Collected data
* * * * * * * * *
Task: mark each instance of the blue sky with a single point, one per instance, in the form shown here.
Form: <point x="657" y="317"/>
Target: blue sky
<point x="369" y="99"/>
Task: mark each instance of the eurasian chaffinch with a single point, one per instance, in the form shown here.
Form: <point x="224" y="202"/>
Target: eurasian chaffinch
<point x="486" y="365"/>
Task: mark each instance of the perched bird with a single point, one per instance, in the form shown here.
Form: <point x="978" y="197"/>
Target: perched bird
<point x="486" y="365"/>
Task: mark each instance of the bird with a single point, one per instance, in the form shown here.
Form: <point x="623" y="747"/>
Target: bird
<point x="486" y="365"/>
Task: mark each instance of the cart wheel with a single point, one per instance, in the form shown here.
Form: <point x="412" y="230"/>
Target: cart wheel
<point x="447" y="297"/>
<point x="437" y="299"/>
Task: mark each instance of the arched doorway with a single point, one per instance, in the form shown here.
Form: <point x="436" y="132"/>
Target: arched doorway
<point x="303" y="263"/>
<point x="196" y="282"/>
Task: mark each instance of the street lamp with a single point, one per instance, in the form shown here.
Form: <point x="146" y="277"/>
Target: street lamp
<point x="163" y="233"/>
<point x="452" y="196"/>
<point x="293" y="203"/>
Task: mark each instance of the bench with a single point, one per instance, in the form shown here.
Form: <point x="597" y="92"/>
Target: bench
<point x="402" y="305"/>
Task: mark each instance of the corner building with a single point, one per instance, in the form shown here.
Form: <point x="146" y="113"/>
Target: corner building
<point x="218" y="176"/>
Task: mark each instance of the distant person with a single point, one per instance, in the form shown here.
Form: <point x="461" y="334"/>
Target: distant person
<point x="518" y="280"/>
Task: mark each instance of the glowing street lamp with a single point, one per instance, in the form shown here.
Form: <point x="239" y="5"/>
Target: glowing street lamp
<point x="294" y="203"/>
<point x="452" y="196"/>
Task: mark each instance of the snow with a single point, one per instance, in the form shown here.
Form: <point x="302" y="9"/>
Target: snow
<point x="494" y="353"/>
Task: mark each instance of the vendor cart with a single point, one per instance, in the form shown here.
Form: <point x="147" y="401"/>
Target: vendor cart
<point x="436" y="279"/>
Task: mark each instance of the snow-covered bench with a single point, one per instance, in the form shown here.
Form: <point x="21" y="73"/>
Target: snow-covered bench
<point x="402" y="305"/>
* * * * * * * * *
Task description -> Produce a verbatim transcription of the entries above.

Solution to this problem ->
Task: mark each instance of the blue sky with a single point, one per instance, in the form shown here.
Form: <point x="657" y="317"/>
Target: blue sky
<point x="369" y="99"/>
Task: mark each instance of the eurasian chaffinch with a single point, one per instance, in the form shown here.
Form: <point x="224" y="202"/>
Target: eurasian chaffinch
<point x="486" y="365"/>
Task: mark each instance of the perched bird with a single point, one per instance, in the form shown here.
Form: <point x="978" y="197"/>
Target: perched bird
<point x="486" y="365"/>
Task: mark each instance of the bird with a single point, one per instance, in the form shown here.
Form: <point x="623" y="747"/>
Target: bird
<point x="486" y="365"/>
Task: mark each instance of the cart wheel with a single point, one per instance, in the form shown here.
Form: <point x="412" y="230"/>
Target: cart wheel
<point x="447" y="297"/>
<point x="437" y="299"/>
Task: mark each instance of the arched doorway with a single point, one per instance, in the form shown here.
Form: <point x="436" y="132"/>
Target: arched doorway
<point x="303" y="263"/>
<point x="196" y="282"/>
Task: mark each instance of the street lamp with a single point, one per instance, in the form shown here.
Form: <point x="146" y="277"/>
Target: street lamp
<point x="163" y="233"/>
<point x="452" y="196"/>
<point x="293" y="203"/>
Task: mark each instance of the bench with a single point, one per instance, in the form shown here.
Form: <point x="597" y="92"/>
Target: bench
<point x="402" y="305"/>
Task: mark each instance of the corner building with a single point, one per instance, in the form shown here.
Form: <point x="146" y="113"/>
Target: corner building
<point x="218" y="176"/>
Task: mark each instance of the distant person with a single point, one per instance, in the form shown here.
Form: <point x="461" y="334"/>
Target: distant person
<point x="518" y="280"/>
Task: mark each instance of the glowing street lamp with a single point, one per instance, in the form shown here.
Form: <point x="239" y="5"/>
Target: glowing street lamp
<point x="294" y="203"/>
<point x="452" y="196"/>
Task: mark each instance of the snow with a single point, one per instance, in the form shown here.
Form: <point x="302" y="9"/>
Target: snow
<point x="494" y="353"/>
Task: mark each instance of the vendor cart with a single point, one per instance, in the form shown here.
Form: <point x="147" y="401"/>
Target: vendor cart
<point x="436" y="279"/>
Task: mark each instance of the snow-covered bench with a single point, one per instance, in the form shown here.
Form: <point x="21" y="73"/>
Target: snow-covered bench
<point x="402" y="305"/>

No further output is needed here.